_What is being asked_:
Repeat the listing below in full, exactly as it stands.

BEGIN Records for the task

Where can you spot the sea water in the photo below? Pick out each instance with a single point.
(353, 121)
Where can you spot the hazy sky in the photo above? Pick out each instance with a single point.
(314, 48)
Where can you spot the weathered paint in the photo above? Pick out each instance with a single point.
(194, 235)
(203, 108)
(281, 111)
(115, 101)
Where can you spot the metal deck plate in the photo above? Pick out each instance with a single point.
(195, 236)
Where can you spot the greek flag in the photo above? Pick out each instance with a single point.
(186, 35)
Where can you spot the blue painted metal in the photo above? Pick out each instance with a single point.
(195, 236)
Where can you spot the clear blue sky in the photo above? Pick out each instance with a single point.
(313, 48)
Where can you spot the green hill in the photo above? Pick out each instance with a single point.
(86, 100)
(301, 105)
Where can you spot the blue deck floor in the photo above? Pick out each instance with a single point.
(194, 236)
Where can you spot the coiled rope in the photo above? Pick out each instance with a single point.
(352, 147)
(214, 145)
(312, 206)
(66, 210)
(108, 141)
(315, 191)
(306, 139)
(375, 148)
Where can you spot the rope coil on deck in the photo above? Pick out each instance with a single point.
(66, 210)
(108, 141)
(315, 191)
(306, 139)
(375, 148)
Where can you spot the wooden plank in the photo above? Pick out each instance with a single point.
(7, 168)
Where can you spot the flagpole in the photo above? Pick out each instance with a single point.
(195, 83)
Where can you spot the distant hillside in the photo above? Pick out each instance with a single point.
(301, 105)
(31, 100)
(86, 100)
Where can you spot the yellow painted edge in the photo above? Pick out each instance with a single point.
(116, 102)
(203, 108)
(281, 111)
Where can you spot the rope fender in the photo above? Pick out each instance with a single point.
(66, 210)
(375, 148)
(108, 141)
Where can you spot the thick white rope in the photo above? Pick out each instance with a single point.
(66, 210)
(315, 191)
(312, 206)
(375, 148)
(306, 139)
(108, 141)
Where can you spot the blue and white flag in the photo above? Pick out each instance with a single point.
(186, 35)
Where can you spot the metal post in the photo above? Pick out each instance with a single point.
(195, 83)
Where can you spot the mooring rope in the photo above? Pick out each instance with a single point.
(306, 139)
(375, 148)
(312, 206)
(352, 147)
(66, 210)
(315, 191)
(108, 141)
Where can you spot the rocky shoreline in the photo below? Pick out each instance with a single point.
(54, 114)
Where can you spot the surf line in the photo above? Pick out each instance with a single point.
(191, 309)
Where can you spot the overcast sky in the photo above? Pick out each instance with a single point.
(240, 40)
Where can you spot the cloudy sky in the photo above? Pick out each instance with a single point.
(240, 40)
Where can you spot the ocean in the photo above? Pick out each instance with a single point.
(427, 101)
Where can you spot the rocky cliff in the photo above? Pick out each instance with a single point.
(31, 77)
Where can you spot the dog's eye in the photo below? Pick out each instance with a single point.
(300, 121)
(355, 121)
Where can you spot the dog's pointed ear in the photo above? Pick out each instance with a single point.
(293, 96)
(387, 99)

END Records for the task

_Output_:
Where can you spot the sea water in the photo below? Pick out each instance with a single point.
(353, 121)
Where can you spot the hazy sky in the photo above? Pick out each instance with a single point.
(314, 48)
Where can you spot the weathered paint in the photo above? Pick out each instance with a single point.
(194, 235)
(203, 108)
(281, 111)
(115, 101)
Where can you spot the metal deck plate in the photo above? Pick out each instance with a single point.
(195, 236)
Where can you spot the greek flag in the photo above? Pick out each instance with a single point.
(186, 35)
Where can you spot the blue painted metal in the photo above? Pick out each instance with a single point.
(195, 236)
Where can you spot the clear blue sky in the photo above? Pick out each instance with a single point.
(313, 48)
Where can you spot the green hill in the photo above? Pick out each instance with a single point.
(86, 100)
(301, 105)
Where can you spot the blue deck floor in the photo above? Pick out each instance with a single point.
(194, 236)
Where can you spot the coiled rope in the photo above? Pick out each instance with a single point.
(352, 147)
(214, 145)
(312, 206)
(66, 210)
(108, 141)
(315, 191)
(306, 139)
(375, 148)
Where can you spot the rope coil on deck in the photo above? Pick out each instance with a single point.
(66, 210)
(108, 141)
(315, 191)
(306, 139)
(375, 148)
Where can you spot the wooden plank in the photo above? Pick out each instance with a single point.
(7, 168)
Where can you spot the flagpole in the photo above? Pick out each instance with a single point.
(195, 83)
Where can you spot the distant hillside in the photo above? Pick out each instance with a single point.
(301, 105)
(31, 100)
(86, 100)
Where can you spot the yellow painted edge in the photo above? Pick out each instance with a single point.
(116, 102)
(203, 108)
(281, 111)
Where can you spot the rope fender in the photo above? Pick out each instance with a single point.
(66, 210)
(375, 148)
(108, 141)
Where can you spot the thick white rope in the photo above? Pick out each instance with a single point.
(66, 210)
(315, 191)
(312, 206)
(375, 148)
(306, 139)
(108, 141)
Where can you spot the blue and white flag in the photo above? Pick out each instance with a single point.
(186, 35)
Where can you spot the metal post in the photo above? Pick out each instance with a single point.
(195, 83)
Where can you spot the mooring rope in the photo above? Pick out each instance with a single point.
(306, 139)
(375, 148)
(312, 206)
(352, 147)
(66, 210)
(315, 191)
(108, 141)
Where can you spot the rocky shoreline in the photo below? Pick out each instance with a single point.
(54, 114)
Where can you spot the surf line in the photo above? Pick out each instance with a single point.
(191, 309)
Where can you spot the overcast sky in the photo above? Pick out each instance with a single point.
(240, 40)
Where can you spot the cloudy sky in the photo above? Pick out each instance with a single point.
(240, 40)
Where can you spot the ocean in the photo above? Pick out each instance with a single point.
(427, 101)
Where can you spot the rocky cliff in the photo above? Pick out each instance with a single point.
(31, 77)
Where can you spot the dog's eye in the photo below? Pick out each instance with a single point.
(300, 121)
(355, 121)
Where can you spot the dog's pointed ear in the photo above? Pick out each instance with a single point.
(293, 96)
(387, 99)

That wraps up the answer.